Repeat the listing in full. Nothing may be added or left out.

::: Records shown

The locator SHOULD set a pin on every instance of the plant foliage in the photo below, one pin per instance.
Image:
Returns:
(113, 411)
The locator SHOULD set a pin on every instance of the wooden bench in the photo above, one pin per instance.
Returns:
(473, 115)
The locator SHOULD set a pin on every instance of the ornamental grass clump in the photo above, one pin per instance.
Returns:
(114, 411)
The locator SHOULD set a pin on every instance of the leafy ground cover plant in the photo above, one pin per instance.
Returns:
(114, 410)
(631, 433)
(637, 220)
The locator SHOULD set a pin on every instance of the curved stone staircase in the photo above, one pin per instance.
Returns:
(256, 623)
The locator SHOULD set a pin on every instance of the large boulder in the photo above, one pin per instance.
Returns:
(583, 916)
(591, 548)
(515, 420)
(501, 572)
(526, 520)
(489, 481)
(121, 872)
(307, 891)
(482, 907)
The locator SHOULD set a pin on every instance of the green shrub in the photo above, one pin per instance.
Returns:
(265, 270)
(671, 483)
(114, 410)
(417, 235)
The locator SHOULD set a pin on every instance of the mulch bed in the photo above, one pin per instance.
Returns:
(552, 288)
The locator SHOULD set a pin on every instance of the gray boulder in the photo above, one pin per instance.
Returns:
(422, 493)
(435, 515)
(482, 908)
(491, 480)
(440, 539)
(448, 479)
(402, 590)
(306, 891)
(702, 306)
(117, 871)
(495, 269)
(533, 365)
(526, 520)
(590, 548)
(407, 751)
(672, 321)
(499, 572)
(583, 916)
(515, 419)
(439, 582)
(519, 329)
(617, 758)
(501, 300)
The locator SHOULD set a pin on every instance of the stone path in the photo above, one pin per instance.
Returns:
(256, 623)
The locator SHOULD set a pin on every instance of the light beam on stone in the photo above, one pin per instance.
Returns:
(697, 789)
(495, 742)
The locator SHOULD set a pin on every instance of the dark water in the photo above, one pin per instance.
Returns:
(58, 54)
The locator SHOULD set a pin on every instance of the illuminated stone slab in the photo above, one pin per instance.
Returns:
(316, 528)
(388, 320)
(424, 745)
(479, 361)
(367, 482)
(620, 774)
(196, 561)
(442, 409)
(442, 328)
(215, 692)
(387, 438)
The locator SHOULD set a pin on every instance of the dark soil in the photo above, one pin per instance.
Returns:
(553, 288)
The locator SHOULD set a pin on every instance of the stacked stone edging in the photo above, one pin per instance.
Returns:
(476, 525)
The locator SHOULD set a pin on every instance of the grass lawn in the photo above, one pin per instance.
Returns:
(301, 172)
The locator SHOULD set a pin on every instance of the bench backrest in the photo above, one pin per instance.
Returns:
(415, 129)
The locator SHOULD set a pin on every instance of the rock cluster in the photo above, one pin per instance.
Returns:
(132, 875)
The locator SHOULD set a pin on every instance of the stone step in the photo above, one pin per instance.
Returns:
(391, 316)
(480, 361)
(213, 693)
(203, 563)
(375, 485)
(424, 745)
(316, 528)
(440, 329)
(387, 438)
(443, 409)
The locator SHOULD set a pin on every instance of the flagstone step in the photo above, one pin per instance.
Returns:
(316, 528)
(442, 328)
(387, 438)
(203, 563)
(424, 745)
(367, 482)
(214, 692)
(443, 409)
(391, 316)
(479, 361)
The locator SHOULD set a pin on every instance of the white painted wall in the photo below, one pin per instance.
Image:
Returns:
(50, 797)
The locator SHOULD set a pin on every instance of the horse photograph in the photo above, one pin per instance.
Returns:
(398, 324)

::::::

Solution for this task →
The locator SHOULD set a pin on every instance of the plant foliage in the photo below, one pin per instance.
Image:
Returns:
(113, 411)
The locator SHOULD set a pin on every instance of the wooden bench in the photo above, one pin per instance.
Returns:
(473, 115)
The locator SHOULD set a pin on every instance of the ornamental grass clump in the photo above, one pin per instance.
Returns:
(114, 411)
The locator SHOULD set a pin on every instance of the leafy ground cover plant in the photo above, one pin per instance.
Returns:
(114, 410)
(631, 433)
(637, 220)
The locator SHOULD set a pin on every instance of the curved stone staircase in the photo above, one pin per instance.
Returns:
(256, 623)
The locator SHOULD set a pin on every instance of the large boulder in the photo above, one pin per instance.
Returns:
(583, 916)
(591, 548)
(515, 420)
(501, 572)
(526, 520)
(489, 481)
(121, 872)
(307, 891)
(482, 907)
The locator SHOULD set a pin on every instance of the green shrub in the photo above, one pin per instance.
Returns:
(265, 270)
(671, 483)
(114, 410)
(417, 235)
The locator SHOULD set a pin on every instance of the mulch bed in the photo above, one pin per instance.
Returns:
(552, 288)
The locator SHOULD set a pin on every instance of the gray boulder in the photo above, one pin per instance.
Returns:
(422, 493)
(435, 515)
(482, 908)
(491, 480)
(440, 539)
(448, 479)
(402, 590)
(306, 891)
(702, 306)
(117, 871)
(495, 269)
(533, 365)
(526, 520)
(590, 548)
(407, 751)
(672, 321)
(499, 572)
(583, 916)
(515, 419)
(439, 582)
(519, 329)
(617, 758)
(501, 300)
The locator SHOULD set a pin on every instance of the stone path in the photo above, one pin per instance.
Returns:
(256, 623)
The locator SHOULD set a pin on every instance of the light beam on stone in the photo above, one pin per instance.
Returns:
(697, 789)
(495, 742)
The locator SHOULD set a pin on every instance of the dark water in the photo above, one pin per instance.
Returns:
(58, 54)
The locator SHOULD set a pin on every instance of the illuminated stone slab in the photo above, one pin per instance.
Returns:
(316, 528)
(388, 320)
(424, 745)
(479, 361)
(367, 482)
(620, 774)
(196, 561)
(442, 409)
(442, 328)
(215, 692)
(387, 438)
The locator SHOULD set a pin on every instance of the dark soil in the photo above, one pin per instance.
Returns:
(553, 288)
The locator SHOULD set a pin on every instance of the stacked stone edging in the photo above, one pin per instance.
Returns:
(476, 525)
The locator SHOULD set a pin on every instance of the grass lawn in the photo above, one pin per instance.
Returns:
(301, 172)
The locator SHOULD set a pin on every instance of the bench backrest in the photo above, one pin per instance.
Returns:
(415, 129)
The locator SHOULD set a pin on every instance of the rock cluster in the photo above, one pin per instance.
Returns:
(132, 875)
The locator SHOULD set a pin on every instance of the stone step in the photo above, one pin per instance.
Returns:
(391, 316)
(480, 361)
(213, 693)
(203, 563)
(375, 485)
(424, 745)
(316, 528)
(440, 329)
(387, 438)
(443, 409)
The locator SHOULD set a pin on every instance of the flagstone step in the photo above, one pin per instance.
Returns:
(316, 528)
(442, 328)
(387, 438)
(203, 563)
(424, 745)
(367, 482)
(214, 692)
(443, 409)
(391, 316)
(479, 361)
The locator SHOULD set a pin on every instance of the white painted wall in the photo below, one pin per instance.
Image:
Returns:
(50, 797)
The locator SHOULD set a pin on every instance of the horse photograph in the photo above, one pin per instance.
Returns:
(398, 324)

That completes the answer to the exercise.